* Texto selecionado
28 novembro 2011

Texto de António Pinelo Tiza no lançamento de Ls Quatro Eibangeilhos


LS QUATRO EIBANGEILHOS
Tradução de Amadeu Ferreira
Apresentação

                Foi-me dada a distinta honra de apresentar em Bragança esta obra que é a tradução para a língua mirandesa dos Quatro Evangelhos – Ls Quatro Eibangeilhos – que é, como sabemos, o livro sagrado basilar do Cristianismo. Um trabalho com a assinatura de Amadeu Ferreira que me convidou para dizer estas duas palavras de apresentação que, embora indigno, aceitei com todo o gosto e agradeço. Digo indigno sem falsa modéstia porque, na verdade, não sendo oriundo das Terras de Miranda, não conheço a língua mirandesa com a profundidade que se exige para o efeito. Estou convencido que foi a amizade que nos une desde os primeiros tempos do seminário, que em conjunto frequentámos, até à faculdade onde nos licenciámos em Filosofia. Haveria, mesmo aqui em Bragança, outras pessoas mais bem qualificadas para fazer esta apresentação. Por isso, meu caro Amadeu, muito obrigado por esta honra que me concedeste.

* Dados fornecidos

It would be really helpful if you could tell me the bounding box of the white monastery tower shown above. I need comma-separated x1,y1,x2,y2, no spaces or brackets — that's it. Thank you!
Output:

* Detalhes do exercício
Indique todos os nomes próprios de pessoas e de lugares que figuram no texto sobre o lançamento de Ls Quatro Eibangeilhos, sem repetir nenhum.

* Resolução do exercício
- António Pinelo Tiza
- Amadeu Ferreira
- Bragança
- Terras de Miranda